··· Entries supplied ···

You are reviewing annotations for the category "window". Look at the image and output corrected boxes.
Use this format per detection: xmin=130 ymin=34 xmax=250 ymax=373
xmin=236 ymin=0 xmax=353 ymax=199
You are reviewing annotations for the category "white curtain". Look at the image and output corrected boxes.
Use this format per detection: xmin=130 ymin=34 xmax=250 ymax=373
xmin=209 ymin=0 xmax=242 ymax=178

···
··· Entries supplied ···

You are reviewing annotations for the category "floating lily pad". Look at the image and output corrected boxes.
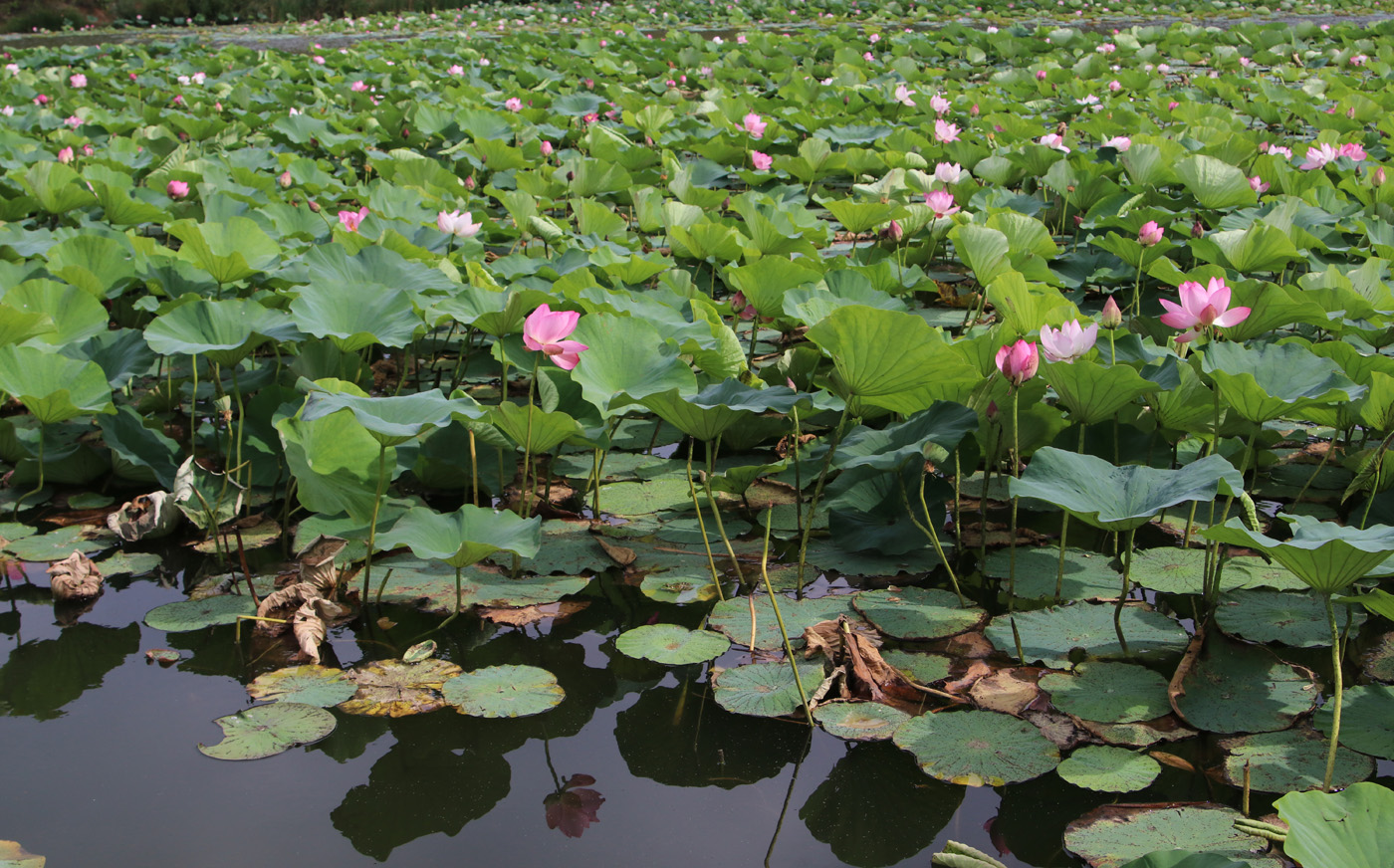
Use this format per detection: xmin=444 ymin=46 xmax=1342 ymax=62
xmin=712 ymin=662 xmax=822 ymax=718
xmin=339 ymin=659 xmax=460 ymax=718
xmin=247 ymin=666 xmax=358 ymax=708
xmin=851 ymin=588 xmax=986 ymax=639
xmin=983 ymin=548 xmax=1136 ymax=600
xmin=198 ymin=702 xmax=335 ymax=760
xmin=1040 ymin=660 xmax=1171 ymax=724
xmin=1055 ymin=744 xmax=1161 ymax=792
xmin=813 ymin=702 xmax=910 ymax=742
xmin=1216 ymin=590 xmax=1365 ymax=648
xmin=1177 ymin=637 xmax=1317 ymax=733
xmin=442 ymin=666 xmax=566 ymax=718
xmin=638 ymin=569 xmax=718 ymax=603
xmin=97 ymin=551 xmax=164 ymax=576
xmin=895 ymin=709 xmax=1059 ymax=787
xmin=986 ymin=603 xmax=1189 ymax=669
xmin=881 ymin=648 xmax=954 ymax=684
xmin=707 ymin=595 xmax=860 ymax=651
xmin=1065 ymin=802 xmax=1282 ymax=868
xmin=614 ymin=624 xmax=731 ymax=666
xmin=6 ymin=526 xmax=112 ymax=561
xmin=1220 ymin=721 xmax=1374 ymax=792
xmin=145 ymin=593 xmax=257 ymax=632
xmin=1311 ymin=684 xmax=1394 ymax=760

···

Your goal: Identify each row above that contains the string "reviewing" and copy every such row in full.

Solved problem:
You are reviewing annotations for the category "window". Look at the image and output corrected boxes.
You are reviewing annotations for the category "white curtain". Look at the image and output corrected boxes.
You are reviewing annotations for the category "floating lily pad". Look at the image and output corrected boxes.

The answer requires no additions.